[Point annotation records]
[BEGIN]
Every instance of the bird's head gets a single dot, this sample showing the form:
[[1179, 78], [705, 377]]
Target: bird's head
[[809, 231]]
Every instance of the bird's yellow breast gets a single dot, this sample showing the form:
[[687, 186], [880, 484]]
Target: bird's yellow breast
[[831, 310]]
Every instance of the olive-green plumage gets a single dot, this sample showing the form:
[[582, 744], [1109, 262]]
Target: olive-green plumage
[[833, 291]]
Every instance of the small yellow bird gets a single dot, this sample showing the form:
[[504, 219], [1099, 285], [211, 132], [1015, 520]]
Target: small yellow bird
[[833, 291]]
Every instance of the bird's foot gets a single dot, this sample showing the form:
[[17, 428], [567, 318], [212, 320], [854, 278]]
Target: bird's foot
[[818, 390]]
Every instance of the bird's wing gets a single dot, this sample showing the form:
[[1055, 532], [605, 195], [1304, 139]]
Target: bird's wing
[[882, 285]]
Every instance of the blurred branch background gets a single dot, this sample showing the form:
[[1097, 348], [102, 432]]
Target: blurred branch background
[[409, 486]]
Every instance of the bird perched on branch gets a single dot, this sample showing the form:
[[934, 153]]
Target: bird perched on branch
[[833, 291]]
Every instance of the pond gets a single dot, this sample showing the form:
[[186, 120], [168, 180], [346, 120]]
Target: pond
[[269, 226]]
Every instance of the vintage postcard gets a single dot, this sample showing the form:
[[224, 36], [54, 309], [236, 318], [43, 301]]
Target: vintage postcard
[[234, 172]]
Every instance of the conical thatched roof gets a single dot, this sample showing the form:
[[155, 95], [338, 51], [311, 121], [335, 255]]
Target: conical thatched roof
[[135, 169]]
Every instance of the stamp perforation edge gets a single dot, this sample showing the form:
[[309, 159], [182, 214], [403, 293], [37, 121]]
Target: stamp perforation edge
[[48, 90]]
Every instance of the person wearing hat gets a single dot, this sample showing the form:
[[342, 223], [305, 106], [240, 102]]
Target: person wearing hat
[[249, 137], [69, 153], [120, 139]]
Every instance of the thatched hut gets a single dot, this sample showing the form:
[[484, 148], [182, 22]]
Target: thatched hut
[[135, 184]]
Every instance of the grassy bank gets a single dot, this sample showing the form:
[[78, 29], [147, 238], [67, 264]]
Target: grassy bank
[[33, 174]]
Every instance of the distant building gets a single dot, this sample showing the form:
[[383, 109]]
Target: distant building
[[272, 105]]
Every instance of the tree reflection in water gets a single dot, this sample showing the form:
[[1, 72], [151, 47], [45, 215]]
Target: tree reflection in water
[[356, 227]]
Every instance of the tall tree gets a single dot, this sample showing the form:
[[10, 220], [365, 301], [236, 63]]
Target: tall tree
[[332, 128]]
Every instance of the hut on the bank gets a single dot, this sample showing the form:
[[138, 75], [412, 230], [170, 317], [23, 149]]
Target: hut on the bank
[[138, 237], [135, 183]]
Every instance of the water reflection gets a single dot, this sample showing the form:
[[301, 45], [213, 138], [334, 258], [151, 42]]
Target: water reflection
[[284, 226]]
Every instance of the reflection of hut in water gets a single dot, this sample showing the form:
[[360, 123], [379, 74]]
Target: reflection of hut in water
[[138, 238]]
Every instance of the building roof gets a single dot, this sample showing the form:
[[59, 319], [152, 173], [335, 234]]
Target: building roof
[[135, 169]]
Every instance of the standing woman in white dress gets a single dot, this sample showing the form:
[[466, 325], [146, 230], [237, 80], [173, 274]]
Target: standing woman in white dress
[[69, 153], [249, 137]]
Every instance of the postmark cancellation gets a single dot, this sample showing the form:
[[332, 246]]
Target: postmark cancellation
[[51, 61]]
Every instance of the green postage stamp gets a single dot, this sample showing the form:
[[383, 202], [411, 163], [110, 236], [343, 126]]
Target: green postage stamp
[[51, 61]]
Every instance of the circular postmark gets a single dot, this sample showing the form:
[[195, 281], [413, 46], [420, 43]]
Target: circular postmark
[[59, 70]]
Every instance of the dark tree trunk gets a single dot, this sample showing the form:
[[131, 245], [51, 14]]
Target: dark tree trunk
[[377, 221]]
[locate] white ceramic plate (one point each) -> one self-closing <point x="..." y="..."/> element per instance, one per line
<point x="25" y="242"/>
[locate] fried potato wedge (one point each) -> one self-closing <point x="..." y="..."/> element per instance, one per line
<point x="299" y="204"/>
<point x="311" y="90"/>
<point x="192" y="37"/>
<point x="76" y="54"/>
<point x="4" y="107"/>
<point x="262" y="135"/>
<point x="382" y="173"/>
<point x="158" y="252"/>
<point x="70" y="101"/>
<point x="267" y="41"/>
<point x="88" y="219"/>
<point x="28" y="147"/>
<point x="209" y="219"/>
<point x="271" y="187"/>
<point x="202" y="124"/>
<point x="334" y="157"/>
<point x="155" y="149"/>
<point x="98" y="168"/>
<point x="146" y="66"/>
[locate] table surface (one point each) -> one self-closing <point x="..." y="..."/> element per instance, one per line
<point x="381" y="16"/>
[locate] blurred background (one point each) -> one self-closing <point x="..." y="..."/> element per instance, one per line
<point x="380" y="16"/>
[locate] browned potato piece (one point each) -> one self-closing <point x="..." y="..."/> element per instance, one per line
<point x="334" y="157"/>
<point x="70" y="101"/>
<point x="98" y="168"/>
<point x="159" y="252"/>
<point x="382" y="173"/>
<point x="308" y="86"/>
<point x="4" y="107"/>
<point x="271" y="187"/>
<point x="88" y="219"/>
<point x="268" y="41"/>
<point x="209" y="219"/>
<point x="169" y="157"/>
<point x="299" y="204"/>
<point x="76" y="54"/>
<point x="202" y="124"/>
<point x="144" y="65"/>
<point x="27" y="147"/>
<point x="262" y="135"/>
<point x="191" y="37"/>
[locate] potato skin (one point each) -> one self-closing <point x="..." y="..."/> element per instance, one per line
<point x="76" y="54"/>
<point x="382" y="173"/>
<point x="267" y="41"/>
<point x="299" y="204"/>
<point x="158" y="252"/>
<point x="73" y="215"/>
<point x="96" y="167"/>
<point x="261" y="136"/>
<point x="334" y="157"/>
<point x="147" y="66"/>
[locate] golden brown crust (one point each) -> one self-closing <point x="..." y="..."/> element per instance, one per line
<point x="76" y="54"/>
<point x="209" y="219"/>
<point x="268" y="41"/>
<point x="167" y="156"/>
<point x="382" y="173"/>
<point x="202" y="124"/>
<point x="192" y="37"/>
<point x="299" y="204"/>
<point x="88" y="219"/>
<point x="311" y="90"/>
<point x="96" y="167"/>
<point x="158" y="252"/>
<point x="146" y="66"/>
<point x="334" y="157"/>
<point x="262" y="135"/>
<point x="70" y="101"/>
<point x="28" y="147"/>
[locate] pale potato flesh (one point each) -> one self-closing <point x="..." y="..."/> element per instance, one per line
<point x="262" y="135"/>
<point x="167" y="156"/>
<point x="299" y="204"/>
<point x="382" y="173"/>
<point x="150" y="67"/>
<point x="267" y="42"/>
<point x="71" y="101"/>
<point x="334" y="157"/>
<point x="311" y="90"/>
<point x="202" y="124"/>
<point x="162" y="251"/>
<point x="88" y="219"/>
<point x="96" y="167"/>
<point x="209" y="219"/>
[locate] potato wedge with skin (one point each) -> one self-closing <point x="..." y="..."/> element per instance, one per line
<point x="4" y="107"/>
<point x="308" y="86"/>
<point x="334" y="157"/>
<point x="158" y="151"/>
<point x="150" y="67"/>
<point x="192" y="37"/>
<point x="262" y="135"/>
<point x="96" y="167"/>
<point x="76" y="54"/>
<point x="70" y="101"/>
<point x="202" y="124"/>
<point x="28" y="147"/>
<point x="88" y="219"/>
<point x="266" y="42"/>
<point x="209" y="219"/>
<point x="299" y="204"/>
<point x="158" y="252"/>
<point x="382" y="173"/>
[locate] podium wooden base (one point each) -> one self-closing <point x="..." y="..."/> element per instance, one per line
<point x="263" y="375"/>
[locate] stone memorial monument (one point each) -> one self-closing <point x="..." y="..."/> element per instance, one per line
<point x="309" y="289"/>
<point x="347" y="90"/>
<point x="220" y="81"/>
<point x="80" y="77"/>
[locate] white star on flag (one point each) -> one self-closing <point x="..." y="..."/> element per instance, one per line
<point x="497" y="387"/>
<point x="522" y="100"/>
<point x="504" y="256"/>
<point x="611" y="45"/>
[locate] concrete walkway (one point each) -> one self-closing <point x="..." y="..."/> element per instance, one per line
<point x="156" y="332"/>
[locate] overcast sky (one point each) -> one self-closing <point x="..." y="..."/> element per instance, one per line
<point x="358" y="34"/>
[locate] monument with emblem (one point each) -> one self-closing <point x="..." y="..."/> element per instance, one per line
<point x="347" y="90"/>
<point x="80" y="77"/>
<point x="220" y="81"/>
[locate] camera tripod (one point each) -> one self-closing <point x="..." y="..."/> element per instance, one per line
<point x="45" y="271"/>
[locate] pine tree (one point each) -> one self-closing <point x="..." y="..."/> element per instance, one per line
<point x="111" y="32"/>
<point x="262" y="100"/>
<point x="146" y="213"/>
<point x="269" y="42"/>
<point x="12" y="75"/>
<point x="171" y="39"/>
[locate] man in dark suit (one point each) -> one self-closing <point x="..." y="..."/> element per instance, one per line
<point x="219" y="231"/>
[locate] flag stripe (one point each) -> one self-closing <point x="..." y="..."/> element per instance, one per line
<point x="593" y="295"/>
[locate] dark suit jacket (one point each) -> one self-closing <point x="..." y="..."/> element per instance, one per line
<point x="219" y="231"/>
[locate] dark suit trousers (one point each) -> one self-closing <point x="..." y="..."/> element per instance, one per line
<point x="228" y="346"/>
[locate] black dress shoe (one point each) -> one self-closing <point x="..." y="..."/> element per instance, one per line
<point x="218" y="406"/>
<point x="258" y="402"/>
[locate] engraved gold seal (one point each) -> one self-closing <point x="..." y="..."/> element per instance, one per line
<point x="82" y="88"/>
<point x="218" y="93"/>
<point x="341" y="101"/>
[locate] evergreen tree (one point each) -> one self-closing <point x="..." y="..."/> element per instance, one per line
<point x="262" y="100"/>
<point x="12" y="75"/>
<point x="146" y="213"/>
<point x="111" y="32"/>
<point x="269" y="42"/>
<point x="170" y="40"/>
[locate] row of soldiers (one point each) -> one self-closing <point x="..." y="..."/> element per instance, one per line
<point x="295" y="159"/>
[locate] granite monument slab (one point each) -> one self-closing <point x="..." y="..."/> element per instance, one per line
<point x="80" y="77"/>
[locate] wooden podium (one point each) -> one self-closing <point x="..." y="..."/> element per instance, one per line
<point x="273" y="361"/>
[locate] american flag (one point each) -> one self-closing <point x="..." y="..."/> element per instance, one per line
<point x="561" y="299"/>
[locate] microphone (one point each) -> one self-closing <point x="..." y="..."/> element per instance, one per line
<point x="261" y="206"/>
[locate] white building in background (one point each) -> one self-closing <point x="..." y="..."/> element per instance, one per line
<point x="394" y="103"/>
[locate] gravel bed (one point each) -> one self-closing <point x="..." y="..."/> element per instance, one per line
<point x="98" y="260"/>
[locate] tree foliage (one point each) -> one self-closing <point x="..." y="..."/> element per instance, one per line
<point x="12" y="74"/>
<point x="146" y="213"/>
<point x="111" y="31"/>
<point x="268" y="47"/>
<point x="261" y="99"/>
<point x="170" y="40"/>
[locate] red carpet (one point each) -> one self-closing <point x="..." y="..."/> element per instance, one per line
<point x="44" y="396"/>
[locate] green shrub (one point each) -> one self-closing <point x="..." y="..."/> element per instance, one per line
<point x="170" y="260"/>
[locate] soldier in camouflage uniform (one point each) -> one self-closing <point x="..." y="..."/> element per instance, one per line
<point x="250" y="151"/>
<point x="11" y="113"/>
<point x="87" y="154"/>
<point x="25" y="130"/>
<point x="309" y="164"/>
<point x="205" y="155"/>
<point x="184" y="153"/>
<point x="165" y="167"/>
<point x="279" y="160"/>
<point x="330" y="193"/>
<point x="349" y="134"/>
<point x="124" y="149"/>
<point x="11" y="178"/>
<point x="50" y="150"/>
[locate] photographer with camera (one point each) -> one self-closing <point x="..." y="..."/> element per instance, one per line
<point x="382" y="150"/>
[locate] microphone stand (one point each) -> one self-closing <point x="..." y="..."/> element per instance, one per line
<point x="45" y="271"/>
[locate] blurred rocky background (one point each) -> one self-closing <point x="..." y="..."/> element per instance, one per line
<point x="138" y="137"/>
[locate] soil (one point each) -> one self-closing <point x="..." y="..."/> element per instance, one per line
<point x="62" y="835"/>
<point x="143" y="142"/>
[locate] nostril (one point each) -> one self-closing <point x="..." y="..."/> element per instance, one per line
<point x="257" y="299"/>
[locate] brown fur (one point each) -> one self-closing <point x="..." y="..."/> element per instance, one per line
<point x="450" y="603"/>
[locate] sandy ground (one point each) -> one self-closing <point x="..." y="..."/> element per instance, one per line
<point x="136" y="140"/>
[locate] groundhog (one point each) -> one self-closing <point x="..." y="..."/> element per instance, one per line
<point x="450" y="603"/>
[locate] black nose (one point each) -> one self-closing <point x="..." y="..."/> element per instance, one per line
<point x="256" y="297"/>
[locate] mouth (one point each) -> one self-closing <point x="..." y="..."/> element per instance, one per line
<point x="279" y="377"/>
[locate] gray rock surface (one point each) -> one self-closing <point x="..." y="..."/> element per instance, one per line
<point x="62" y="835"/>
[END]
### BRIEF:
Write out once more the lines above beginning at the line with "[locate] microphone stand"; continue through the final line and stop there.

### THE SOLUTION:
[locate] microphone stand (one point each) -> one self-closing <point x="..." y="..."/> element per instance, one per line
<point x="45" y="271"/>
[locate] blurred rocky background (one point each) -> one self-closing <point x="..." y="..."/> element per instance, one per line
<point x="138" y="137"/>
[locate] soil (one point each) -> one self-closing <point x="..." y="..."/> element per instance, one per line
<point x="62" y="835"/>
<point x="143" y="142"/>
[locate] nostril (one point each) -> one self-closing <point x="..." y="..."/> element per instance, one per line
<point x="257" y="299"/>
[locate] brown fur (one point each) -> one self-closing <point x="..." y="..."/> element per instance, one per line
<point x="450" y="603"/>
[locate] sandy ground (one point each) -> one self-closing <point x="..." y="..."/> element per instance, one per line
<point x="136" y="140"/>
[locate] groundhog (one point each) -> one self-closing <point x="..." y="..."/> element per instance, one per line
<point x="450" y="603"/>
[locate] black nose (one point each) -> one self-closing <point x="..." y="..."/> element per instance, one per line
<point x="256" y="297"/>
[locate] mouth (one point each) -> one self-closing <point x="..." y="..."/> element per instance, one per line
<point x="279" y="377"/>
[locate] gray rock surface (one point each) -> one self-closing <point x="..." y="..."/> element per instance, one per line
<point x="62" y="835"/>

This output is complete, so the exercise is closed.